Available data Block Start
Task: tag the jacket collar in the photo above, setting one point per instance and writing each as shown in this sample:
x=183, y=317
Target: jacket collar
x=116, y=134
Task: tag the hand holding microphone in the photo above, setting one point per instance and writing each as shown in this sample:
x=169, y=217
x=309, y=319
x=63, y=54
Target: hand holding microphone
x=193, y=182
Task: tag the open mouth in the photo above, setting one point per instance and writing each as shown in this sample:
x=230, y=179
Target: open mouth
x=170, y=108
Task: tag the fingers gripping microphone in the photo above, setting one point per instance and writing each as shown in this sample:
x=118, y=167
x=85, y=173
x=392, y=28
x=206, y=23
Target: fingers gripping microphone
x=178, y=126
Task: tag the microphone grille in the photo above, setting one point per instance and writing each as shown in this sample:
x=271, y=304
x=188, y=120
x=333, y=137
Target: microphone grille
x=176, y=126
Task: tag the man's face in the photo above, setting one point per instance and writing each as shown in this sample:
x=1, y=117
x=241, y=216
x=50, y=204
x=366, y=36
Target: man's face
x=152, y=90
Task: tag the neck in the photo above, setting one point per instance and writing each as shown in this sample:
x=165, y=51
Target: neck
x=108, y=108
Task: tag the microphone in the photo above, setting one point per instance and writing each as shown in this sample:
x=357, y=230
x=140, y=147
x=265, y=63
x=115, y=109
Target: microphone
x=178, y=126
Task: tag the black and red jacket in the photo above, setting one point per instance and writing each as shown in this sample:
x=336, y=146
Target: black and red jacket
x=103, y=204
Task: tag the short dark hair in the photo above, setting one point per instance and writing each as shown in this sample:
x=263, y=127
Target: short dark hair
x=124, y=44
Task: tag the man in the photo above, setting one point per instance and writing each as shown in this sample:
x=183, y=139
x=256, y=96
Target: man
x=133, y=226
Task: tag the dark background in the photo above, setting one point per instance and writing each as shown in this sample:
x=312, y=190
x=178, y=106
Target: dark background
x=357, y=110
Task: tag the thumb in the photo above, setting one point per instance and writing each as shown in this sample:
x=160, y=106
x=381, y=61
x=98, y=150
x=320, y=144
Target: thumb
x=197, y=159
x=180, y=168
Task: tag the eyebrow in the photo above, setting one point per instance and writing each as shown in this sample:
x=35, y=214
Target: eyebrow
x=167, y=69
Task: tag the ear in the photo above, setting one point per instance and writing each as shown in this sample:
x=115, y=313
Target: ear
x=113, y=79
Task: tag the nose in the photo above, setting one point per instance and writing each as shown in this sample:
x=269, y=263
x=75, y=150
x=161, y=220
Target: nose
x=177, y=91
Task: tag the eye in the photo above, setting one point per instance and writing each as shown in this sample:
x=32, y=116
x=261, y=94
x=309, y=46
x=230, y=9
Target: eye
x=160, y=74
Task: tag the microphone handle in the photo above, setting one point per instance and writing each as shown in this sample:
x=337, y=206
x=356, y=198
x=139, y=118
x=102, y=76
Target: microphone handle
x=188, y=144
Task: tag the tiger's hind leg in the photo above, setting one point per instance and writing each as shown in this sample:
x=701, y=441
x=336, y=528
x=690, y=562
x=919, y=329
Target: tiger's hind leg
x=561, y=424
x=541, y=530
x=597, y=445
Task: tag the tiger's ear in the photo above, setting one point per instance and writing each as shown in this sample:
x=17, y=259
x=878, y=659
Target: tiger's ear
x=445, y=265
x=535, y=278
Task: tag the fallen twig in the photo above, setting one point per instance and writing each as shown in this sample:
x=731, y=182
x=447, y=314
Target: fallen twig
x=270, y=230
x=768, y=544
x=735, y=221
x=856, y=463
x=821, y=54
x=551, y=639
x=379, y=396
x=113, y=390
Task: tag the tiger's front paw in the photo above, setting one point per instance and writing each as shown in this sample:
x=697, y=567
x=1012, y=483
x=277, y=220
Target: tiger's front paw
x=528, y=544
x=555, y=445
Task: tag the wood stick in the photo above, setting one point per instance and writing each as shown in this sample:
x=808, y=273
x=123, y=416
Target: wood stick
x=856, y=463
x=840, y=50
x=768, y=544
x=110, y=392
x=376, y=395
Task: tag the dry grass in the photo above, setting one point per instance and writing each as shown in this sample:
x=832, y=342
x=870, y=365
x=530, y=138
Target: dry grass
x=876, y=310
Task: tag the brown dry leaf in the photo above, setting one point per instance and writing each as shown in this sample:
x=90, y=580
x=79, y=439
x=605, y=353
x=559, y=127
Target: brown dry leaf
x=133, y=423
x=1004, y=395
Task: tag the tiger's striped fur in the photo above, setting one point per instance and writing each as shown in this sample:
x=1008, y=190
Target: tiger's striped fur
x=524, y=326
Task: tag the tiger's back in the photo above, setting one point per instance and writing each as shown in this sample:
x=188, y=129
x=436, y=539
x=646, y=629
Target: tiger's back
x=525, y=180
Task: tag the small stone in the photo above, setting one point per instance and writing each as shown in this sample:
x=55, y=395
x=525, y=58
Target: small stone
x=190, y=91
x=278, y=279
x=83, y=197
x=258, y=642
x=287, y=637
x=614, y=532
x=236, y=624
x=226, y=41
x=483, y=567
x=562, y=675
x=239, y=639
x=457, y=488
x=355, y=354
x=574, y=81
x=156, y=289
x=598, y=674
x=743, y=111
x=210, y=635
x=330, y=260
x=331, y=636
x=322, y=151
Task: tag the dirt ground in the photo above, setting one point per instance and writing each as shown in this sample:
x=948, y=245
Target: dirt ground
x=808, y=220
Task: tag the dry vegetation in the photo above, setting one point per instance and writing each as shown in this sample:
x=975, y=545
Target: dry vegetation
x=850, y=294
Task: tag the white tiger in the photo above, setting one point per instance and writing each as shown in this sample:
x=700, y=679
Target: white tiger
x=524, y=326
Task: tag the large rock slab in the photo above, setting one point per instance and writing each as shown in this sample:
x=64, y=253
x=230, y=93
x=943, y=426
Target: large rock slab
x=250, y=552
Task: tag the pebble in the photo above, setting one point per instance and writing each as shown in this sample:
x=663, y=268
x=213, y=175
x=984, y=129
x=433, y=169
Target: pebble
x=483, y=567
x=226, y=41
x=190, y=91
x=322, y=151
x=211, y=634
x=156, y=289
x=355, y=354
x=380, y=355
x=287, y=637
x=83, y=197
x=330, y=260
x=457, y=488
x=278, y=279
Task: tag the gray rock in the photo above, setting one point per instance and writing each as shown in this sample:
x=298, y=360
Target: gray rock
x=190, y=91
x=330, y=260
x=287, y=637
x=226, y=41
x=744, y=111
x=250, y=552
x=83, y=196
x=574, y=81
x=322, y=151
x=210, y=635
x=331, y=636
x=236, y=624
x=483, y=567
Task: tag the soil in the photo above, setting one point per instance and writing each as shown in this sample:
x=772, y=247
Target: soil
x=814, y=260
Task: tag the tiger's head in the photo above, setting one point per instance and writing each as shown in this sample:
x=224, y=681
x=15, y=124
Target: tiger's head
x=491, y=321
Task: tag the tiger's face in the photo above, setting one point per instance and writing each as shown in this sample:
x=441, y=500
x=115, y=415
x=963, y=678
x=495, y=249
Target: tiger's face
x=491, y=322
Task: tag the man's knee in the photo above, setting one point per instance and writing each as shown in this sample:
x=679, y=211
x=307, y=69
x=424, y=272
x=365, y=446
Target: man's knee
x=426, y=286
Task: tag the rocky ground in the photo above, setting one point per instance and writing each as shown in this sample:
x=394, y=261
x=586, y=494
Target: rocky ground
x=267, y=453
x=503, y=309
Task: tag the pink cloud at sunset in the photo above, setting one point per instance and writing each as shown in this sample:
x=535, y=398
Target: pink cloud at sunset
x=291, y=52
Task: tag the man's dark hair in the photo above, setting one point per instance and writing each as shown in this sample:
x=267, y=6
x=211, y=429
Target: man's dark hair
Available data Block End
### What the exercise asks
Word for word, restate the entries from the first line to the line that has "x=230, y=179", both included, and nothing else.

### Response
Task: tag the jacket collar in the photo above, setting one point per instance and writing each as shown in this sample:
x=183, y=317
Target: jacket collar
x=116, y=134
Task: tag the hand holding microphone in the photo above, setting one point per instance and writing each as shown in this sample:
x=169, y=217
x=309, y=319
x=63, y=54
Target: hand holding microphone
x=193, y=182
Task: tag the open mouth in the photo above, setting one point per instance and writing each as shown in this sample:
x=230, y=179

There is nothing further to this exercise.